------ Text block ------
GitHub - z11i/pysat: Simple SAT solver with CDCL implemented in Python

Program

Use Python 3 to run the solver.

python3 -m pkg.main <file_name> <solver_to_use>

where <file_name> is the DIMACS CNF file, and <solver_to_use> is the branching heuristics. There are 4 heuristics used in this project, which are explained in the next section. To use any of the heuristics, run one of the following:

python3 -m pkg.main <file_name> OrderedChoiceSolver
python3 -m pkg.main <file_name> RandomChoiceSolver
python3 -m pkg.main <file_name> FrequentVarsFirstSolver
python3 -m pkg.main <file_name> DynamicLargestIndividualSumSolver

If heuristics not specified, FrequentVarsFirstSolver is the default.

CDCL Findings

Pick Branching Variable

Heuristics

There are four heuristics implemented currently with my CDCL program, namely:

Ordered choice (OrderedChoiceSolver)

Choose propositions with ascending order, i.e., 1, 2, 3, ...
Random choice (RandomChoiceSolver)

Choose propositions randomly
3-clause heuristic (FrequentVarsFirstSolver)

Modified from 2-clause heuristic, which we choose propositions with maximum occurrences in 3-clauses, and break ties randomly
Dynamic largest individual sum (DynamicLargestIndividualSumSolver)

(Explained later)

Dynamic Largest Individual Sum

The heuristics that I chose to perform better than either random-choice heuristic (RAND) or 3-clause heuristic (3CH), is the dynamic largest individual sum heuristic (DLIS). This is a popular choice because it falls somewhere in the middle of a spectrum of two extremes [Moskewicz, 2001]. One of the extreme is the random-choice heuristic, as it does not consider the distribution of the literals; the other extreme is using complex function of the current variable state and clause database (e.g. variable state independent decaying sum or maximum occurrence of clauses of minimum size).
------ Listed entries ------
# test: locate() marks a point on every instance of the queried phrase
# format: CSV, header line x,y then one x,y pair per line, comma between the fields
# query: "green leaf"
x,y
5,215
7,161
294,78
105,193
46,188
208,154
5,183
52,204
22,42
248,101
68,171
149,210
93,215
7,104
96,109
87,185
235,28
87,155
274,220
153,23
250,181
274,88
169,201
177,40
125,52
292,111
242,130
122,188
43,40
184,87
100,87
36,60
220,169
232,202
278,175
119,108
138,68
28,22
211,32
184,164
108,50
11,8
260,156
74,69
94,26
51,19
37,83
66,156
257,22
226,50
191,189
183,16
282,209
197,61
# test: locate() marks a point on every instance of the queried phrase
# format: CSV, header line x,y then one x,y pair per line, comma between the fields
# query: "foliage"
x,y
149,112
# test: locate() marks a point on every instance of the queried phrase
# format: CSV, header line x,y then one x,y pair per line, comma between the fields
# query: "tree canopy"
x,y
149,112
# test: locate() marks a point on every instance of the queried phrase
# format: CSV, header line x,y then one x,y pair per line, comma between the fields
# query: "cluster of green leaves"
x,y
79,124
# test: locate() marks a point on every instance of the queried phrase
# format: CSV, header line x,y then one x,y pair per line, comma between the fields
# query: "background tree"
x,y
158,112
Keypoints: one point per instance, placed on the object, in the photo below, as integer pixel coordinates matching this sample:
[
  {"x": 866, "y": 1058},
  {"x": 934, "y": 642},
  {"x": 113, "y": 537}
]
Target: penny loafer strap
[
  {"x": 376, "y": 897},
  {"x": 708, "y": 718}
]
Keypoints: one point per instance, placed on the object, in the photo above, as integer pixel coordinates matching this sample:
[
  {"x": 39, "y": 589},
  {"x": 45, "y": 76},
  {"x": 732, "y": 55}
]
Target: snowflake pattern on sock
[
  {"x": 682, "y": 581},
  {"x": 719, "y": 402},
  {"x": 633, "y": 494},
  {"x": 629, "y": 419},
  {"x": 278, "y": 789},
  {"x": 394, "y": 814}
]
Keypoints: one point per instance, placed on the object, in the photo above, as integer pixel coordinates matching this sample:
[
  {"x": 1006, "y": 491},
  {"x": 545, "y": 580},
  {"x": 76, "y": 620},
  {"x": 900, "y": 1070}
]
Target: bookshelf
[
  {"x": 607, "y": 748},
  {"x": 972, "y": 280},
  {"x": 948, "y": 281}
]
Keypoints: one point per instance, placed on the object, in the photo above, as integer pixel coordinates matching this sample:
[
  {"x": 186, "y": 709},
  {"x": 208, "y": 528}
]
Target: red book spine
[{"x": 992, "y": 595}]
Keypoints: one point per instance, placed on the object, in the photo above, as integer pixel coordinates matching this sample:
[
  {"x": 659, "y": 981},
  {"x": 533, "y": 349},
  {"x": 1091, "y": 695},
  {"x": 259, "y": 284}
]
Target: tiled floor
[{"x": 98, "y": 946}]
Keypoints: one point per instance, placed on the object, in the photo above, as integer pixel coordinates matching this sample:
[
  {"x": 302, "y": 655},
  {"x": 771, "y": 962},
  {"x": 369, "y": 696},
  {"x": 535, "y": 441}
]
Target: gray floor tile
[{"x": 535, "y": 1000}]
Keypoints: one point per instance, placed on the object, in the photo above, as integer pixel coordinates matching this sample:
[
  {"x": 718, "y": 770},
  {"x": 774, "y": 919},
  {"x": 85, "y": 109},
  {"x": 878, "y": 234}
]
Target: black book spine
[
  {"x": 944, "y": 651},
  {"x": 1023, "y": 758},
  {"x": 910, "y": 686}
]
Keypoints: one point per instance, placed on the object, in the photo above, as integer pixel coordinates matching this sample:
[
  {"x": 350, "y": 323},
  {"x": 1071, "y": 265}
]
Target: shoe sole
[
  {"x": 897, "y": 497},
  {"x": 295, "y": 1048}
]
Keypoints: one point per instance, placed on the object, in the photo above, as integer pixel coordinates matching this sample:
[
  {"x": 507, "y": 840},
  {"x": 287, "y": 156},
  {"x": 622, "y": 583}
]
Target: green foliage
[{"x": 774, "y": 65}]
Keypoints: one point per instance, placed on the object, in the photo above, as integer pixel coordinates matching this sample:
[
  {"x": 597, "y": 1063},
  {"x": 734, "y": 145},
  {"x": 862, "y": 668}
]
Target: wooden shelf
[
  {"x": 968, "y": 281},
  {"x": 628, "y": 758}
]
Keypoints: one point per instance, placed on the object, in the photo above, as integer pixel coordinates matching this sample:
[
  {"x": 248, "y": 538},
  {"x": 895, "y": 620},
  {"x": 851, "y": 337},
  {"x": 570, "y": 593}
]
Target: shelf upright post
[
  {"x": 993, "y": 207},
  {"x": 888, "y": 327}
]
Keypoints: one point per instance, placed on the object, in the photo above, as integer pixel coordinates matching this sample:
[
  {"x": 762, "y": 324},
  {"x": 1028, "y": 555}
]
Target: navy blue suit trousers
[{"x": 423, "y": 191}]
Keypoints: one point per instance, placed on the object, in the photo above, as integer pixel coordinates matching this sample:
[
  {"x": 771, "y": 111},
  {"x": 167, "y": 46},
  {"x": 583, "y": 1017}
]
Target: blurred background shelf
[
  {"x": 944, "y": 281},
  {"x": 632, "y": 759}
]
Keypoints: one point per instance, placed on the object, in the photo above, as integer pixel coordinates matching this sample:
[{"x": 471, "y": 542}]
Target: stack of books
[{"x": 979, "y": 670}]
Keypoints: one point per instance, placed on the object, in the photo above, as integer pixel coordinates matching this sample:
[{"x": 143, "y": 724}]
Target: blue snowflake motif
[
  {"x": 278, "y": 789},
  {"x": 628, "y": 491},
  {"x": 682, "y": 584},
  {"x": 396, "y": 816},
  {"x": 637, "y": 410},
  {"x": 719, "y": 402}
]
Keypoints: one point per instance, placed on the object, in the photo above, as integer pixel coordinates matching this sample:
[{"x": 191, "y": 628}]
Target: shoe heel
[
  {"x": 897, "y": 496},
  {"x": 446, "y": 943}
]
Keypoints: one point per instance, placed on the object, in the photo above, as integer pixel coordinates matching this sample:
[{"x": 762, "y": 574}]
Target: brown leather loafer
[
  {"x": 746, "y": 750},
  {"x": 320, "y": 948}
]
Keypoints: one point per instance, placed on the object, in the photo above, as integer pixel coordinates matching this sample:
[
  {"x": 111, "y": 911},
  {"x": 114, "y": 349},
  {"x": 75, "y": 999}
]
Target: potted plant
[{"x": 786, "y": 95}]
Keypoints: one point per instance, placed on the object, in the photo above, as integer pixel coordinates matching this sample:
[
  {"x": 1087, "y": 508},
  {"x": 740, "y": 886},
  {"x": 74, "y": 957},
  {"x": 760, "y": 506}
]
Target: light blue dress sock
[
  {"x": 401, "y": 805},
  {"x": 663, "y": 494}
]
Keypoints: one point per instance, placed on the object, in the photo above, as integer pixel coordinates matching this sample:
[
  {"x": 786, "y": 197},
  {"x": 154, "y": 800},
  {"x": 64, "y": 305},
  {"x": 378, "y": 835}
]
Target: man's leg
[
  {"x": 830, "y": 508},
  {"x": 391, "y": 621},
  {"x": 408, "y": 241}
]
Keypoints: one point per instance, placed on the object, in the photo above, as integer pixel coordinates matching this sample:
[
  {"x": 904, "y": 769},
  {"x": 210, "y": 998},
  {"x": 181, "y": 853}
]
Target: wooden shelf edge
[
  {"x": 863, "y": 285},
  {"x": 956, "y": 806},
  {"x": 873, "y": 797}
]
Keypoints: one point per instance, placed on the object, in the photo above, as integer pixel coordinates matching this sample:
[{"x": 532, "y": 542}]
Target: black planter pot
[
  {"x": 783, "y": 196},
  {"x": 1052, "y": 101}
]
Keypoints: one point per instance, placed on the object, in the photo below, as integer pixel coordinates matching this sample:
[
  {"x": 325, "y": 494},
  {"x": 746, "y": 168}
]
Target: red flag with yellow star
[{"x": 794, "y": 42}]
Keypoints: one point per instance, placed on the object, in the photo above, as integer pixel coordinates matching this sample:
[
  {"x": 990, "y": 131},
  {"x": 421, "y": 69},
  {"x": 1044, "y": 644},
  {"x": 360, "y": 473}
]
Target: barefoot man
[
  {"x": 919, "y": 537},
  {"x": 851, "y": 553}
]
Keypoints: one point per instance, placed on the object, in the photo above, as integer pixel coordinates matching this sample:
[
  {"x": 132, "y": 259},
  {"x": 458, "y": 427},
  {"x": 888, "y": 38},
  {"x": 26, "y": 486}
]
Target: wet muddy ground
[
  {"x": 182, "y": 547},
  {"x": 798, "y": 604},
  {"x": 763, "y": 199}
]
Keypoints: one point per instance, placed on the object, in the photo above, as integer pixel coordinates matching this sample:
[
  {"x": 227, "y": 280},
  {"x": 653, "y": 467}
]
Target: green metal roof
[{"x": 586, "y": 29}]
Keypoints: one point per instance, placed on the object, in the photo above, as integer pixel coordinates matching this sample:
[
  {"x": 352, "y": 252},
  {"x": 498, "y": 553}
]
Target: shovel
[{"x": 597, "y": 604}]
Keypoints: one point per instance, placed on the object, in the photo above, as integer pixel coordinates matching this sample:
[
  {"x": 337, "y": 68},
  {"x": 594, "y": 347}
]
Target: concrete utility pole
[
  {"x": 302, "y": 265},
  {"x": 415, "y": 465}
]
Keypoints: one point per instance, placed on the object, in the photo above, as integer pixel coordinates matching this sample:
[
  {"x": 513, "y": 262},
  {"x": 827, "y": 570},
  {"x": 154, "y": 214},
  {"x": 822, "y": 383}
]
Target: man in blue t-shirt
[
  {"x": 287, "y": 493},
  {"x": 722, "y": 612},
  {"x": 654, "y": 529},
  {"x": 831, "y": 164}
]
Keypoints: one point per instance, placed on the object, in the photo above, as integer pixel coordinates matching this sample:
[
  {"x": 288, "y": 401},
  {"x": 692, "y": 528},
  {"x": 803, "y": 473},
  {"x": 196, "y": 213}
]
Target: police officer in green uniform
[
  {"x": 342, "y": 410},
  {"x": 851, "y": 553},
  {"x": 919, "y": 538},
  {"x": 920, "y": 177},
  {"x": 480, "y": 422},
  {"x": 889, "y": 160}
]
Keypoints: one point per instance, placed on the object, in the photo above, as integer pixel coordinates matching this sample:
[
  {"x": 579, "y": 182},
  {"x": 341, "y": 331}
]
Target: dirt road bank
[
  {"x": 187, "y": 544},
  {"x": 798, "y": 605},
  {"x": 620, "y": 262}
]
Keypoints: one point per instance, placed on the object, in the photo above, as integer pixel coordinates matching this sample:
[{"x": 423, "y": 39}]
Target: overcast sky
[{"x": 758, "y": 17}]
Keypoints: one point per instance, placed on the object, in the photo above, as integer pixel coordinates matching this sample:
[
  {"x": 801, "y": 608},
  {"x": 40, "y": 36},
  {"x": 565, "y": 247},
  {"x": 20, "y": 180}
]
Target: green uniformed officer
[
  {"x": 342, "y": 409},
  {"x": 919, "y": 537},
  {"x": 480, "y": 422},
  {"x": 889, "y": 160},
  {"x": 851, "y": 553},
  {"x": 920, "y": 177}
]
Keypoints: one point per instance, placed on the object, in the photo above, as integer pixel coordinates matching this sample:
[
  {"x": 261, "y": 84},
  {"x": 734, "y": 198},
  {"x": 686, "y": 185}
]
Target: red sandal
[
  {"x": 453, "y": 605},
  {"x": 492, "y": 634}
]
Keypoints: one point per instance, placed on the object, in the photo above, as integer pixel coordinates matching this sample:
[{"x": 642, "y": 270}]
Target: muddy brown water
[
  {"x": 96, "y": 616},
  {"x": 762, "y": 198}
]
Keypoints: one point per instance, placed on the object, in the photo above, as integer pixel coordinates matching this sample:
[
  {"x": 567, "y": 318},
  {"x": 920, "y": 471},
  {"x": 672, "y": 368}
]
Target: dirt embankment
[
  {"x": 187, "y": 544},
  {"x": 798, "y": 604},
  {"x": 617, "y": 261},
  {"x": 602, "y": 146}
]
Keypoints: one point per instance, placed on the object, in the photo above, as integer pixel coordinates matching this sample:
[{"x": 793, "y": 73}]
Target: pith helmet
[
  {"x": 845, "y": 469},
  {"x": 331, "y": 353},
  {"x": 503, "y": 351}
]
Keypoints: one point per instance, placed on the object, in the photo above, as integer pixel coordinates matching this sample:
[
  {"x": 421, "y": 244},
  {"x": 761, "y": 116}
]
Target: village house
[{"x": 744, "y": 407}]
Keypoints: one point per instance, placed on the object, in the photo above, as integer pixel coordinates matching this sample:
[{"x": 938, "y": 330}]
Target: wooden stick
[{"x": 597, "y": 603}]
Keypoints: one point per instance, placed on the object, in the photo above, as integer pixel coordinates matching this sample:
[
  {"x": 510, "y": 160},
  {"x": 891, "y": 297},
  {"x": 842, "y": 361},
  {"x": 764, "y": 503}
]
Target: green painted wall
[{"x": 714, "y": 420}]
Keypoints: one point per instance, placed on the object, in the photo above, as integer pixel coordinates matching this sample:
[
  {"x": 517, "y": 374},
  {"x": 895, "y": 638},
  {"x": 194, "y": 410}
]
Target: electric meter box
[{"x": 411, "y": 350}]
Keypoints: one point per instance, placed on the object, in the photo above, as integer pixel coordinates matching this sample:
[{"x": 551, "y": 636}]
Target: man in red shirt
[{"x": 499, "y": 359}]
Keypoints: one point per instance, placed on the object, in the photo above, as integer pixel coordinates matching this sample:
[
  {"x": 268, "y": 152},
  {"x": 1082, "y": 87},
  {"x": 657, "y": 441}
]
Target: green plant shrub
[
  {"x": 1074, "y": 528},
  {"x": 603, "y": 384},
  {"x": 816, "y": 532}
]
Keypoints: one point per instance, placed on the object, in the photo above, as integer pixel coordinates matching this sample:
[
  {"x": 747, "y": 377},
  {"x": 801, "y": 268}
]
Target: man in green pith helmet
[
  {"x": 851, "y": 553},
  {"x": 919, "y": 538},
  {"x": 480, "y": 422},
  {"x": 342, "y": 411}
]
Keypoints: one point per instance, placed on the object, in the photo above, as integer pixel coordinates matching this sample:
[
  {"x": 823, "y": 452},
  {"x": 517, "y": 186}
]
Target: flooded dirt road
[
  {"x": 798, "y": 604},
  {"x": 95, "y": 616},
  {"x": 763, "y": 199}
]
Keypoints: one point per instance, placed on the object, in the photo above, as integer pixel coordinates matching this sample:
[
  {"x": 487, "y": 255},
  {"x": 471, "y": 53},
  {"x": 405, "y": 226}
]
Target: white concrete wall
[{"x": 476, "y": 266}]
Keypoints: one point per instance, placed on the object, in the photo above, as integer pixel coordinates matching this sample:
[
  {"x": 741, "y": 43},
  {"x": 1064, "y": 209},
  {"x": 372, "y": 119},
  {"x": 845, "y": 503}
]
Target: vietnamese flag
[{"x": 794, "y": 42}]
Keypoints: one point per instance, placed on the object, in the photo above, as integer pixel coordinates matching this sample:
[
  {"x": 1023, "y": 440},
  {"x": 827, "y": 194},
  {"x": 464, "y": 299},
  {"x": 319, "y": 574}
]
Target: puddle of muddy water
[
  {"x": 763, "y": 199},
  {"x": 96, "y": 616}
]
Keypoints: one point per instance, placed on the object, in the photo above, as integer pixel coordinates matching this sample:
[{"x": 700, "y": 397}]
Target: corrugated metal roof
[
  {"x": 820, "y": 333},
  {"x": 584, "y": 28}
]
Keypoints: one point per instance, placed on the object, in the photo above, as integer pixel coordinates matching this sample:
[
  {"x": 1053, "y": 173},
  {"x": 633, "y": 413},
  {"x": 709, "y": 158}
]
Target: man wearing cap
------
## Prompt 1
List every solver class name that the SAT solver page gives as a value for <solver_to_use>.
## Prompt 2
From the SAT solver page, extract the passage starting at "Use Python 3" and ending at "is the default.".
The lines above are separate from the SAT solver page and are unrelated to it.

## Task solution 1
OrderedChoiceSolver
RandomChoiceSolver
FrequentVarsFirstSolver
DynamicLargestIndividualSumSolver

## Task solution 2
Use Python 3 to run the solver.

python3 -m pkg.main <file_name> <solver_to_use>

where <file_name> is the DIMACS CNF file, and <solver_to_use> is the branching heuristics. There are 4 heuristics used in this project, which are explained in the next section. To use any of the heuristics, run one of the following:

python3 -m pkg.main <file_name> OrderedChoiceSolver
python3 -m pkg.main <file_name> RandomChoiceSolver
python3 -m pkg.main <file_name> FrequentVarsFirstSolver
python3 -m pkg.main <file_name> DynamicLargestIndividualSumSolver

If heuristics not specified, FrequentVarsFirstSolver is the default.